*Objectif visé 1*: Recopiez intégralement, sans le moindre changement, le fil de discussion consacré à l'anniversaire de Reliure.

*Extrait*:
━━━━━━━━━━━━━━━━
# Reliure's Birthday !!!



## Fabrice26

BON ANNIVERSAIRE 
(tous mes voeux les plus sincères...)​
Un très joyeux anniversaire à Reliure, grande contributrice WR devant l'Eternel (et je ne parle même pas de la PM!).


----------



## Novanas

Dear Reliure--
I'm very happy to be able to wish you the happiest of birthdays!  My computer died a couple of days ago, but fortunately the technicians were able to resuscitate it.  So I have not missed the grand day.

So, Happy Birthday!  I hope you stay happy and healthy for the next year and many, many, many years to come.  And please keep contributing to the Forum.  You are missed when you go on sabbatical.

Best wishes, Seneca the Duck.


----------



## la grive solitaire

*Joyeux Anniversaire Reliure!*​​

http://2.bp.blogspot.com/_NmFLsOnnU1M/SGgSfeoWebI/AAAAAAAABwc/i_Q5-QvoMRA/s400/livre2.jpg      http://fdata.over-blog.net/2/31/95/34/header_article_tmpphpjxd5Y2.jpg​


----------



## Punky Zoé

_Comme quoi, l'âge du Christ n'est pas fatal ! _
 *  Joyeux anniversaire !!!   *​


----------



## KaRiNe_Fr

Mais qué cachottièèèèèèère !  
('reusement le Chat voit tout ! )


----------



## Punky Zoé

Chat alors !!!


----------



## Charlie Parker

Joyeux anniversaire Reliure et merci mille fois pour toute ton aide sur le forum.


----------



## Nicomon

Savais-tu que 34 ans, c'est aussi l'âge de cette personne très sexy  Joyeux anniversitaire à toi Reliure


----------



## doinel

Comme lui
Bravo.


----------



## Reliure

Oh là là, les amis , en voilà un courrier de ministre ! 
Pardon de vous avoir ignorés, c'est que j'étais lancée dans les festivités.
━━━━━━━━━━━━━━━━
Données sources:
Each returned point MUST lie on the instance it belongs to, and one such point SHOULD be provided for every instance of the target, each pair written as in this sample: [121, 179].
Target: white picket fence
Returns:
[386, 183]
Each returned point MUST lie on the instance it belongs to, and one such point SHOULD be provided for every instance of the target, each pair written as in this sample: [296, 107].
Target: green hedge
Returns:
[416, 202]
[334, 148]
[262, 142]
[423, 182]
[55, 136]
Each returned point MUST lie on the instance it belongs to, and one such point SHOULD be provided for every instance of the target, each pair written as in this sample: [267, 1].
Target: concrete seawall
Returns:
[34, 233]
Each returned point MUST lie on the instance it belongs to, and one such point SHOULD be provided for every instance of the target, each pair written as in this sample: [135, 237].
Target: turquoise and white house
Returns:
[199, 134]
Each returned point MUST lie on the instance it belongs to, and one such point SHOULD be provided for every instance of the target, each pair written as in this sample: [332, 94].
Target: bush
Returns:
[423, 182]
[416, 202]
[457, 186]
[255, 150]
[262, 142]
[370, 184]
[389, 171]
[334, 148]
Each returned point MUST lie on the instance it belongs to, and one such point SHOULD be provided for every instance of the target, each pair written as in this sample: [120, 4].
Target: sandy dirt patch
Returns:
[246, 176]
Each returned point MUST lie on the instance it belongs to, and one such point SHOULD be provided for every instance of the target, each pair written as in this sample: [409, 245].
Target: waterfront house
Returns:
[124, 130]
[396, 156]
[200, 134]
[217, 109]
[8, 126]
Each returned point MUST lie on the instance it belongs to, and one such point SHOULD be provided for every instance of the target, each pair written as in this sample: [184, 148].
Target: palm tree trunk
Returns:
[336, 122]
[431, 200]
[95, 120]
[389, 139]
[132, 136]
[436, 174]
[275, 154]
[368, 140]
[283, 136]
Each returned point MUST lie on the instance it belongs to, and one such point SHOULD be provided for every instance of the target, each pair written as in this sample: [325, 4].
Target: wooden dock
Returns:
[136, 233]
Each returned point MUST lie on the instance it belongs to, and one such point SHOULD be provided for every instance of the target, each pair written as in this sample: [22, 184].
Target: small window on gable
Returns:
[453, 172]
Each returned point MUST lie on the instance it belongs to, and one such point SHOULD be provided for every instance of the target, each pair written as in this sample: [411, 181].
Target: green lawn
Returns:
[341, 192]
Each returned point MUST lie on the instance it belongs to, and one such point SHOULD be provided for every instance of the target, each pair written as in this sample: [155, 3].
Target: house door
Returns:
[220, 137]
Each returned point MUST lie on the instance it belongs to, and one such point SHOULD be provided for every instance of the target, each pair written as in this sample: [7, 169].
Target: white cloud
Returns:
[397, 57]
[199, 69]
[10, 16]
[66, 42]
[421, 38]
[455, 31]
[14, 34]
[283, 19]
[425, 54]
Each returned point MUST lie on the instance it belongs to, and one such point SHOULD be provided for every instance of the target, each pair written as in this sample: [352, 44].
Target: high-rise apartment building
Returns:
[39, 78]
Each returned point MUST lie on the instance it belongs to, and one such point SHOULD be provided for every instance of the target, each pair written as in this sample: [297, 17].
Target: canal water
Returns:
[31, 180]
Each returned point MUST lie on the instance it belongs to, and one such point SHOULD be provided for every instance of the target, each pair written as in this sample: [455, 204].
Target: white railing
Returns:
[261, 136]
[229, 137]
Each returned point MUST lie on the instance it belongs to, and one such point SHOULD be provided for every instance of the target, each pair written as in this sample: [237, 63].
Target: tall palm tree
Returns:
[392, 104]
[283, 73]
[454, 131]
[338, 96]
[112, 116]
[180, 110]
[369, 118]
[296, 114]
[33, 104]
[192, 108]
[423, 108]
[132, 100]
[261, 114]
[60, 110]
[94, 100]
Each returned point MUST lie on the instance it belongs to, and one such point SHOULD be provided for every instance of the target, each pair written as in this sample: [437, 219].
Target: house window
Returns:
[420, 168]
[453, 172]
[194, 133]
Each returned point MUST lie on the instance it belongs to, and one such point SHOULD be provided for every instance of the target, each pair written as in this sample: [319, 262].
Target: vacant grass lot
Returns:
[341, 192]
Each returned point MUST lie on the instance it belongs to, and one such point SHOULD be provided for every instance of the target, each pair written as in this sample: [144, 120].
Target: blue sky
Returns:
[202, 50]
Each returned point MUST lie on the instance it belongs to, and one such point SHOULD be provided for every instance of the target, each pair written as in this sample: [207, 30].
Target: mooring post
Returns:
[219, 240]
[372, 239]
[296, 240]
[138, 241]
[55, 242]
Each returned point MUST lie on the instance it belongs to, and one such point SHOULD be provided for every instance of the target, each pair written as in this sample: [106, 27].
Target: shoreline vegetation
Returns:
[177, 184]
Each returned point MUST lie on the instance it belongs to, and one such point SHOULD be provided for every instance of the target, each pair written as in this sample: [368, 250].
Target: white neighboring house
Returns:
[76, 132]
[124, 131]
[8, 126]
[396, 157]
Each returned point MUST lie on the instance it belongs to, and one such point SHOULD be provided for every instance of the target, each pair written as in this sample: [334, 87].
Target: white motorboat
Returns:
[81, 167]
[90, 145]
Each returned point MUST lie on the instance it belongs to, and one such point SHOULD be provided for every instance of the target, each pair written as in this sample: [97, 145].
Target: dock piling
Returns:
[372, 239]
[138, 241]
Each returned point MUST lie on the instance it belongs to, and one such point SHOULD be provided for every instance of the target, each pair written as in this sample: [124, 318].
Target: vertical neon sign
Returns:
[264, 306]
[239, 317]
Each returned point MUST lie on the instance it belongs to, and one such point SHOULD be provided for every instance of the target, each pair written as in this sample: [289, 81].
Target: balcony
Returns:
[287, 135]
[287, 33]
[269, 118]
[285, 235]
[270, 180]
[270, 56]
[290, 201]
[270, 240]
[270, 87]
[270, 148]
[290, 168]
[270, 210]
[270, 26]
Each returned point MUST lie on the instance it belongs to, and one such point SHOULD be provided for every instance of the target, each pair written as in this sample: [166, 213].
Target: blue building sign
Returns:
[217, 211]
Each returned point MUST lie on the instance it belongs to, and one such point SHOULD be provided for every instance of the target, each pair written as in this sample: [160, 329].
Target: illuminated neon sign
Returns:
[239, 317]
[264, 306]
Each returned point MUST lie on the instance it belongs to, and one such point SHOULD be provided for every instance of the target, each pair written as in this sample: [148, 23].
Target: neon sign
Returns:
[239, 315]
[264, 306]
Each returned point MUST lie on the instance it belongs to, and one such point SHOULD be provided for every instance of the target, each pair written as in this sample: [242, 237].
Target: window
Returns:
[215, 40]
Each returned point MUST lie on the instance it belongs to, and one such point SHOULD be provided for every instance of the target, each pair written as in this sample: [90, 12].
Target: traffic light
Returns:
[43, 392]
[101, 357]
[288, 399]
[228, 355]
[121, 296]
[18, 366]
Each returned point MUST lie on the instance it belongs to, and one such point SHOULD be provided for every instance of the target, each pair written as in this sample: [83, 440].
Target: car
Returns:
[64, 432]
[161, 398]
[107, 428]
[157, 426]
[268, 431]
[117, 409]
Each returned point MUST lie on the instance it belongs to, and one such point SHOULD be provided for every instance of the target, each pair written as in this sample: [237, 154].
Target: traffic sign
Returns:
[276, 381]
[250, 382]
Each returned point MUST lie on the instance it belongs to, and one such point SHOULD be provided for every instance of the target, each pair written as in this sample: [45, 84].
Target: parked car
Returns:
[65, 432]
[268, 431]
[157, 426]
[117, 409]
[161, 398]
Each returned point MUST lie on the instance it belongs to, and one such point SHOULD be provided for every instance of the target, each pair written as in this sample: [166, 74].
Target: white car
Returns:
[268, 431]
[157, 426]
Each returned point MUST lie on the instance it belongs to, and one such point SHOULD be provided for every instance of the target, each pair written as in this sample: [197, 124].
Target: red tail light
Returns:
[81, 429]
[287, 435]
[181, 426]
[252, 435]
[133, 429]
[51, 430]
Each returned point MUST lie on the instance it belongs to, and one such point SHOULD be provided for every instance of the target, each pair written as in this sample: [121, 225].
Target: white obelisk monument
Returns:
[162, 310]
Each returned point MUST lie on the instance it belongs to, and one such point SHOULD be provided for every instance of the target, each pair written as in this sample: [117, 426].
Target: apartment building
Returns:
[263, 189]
━━━━━━━━━━━━━━━━
*Objectif visé 2*: Dans les entrées, reprenez les lignes qui vont de celle contenant « sample: [121, 225]. » jusqu'à la fin des entrées, bornes incluses, en remplaçant « apartment building » par « office building » et en laissant tout le reste inchangé.

*Corrigé 1*:
# Reliure's Birthday !!!



## Fabrice26

BON ANNIVERSAIRE 
(tous mes voeux les plus sincères...)​
Un très joyeux anniversaire à Reliure, grande contributrice WR devant l'Eternel (et je ne parle même pas de la PM!).


----------



## Novanas

Dear Reliure--
I'm very happy to be able to wish you the happiest of birthdays!  My computer died a couple of days ago, but fortunately the technicians were able to resuscitate it.  So I have not missed the grand day.

So, Happy Birthday!  I hope you stay happy and healthy for the next year and many, many, many years to come.  And please keep contributing to the Forum.  You are missed when you go on sabbatical.

Best wishes, Seneca the Duck.


----------



## la grive solitaire

*Joyeux Anniversaire Reliure!*​​

http://2.bp.blogspot.com/_NmFLsOnnU1M/SGgSfeoWebI/AAAAAAAABwc/i_Q5-QvoMRA/s400/livre2.jpg      http://fdata.over-blog.net/2/31/95/34/header_article_tmpphpjxd5Y2.jpg​


----------



## Punky Zoé

_Comme quoi, l'âge du Christ n'est pas fatal ! _
 *  Joyeux anniversaire !!!   *​


----------



## KaRiNe_Fr

Mais qué cachottièèèèèèère !  
('reusement le Chat voit tout ! )


----------



## Punky Zoé

Chat alors !!!


----------



## Charlie Parker

Joyeux anniversaire Reliure et merci mille fois pour toute ton aide sur le forum.


----------



## Nicomon

Savais-tu que 34 ans, c'est aussi l'âge de cette personne très sexy  Joyeux anniversitaire à toi Reliure


----------



## doinel

Comme lui
Bravo.


----------



## Reliure

Oh là là, les amis , en voilà un courrier de ministre ! 
Pardon de vous avoir ignorés, c'est que j'étais lancée dans les festivités.

*Corrigé 2*:
Each returned point MUST lie on the instance it belongs to, and one such point SHOULD be provided for every instance of the target, each pair written as in this sample: [121, 225].
Target: white obelisk monument
Returns:
[162, 310]
Each returned point MUST lie on the instance it belongs to, and one such point SHOULD be provided for every instance of the target, each pair written as in this sample: [117, 426].
Target: office building
Returns:
[263, 189]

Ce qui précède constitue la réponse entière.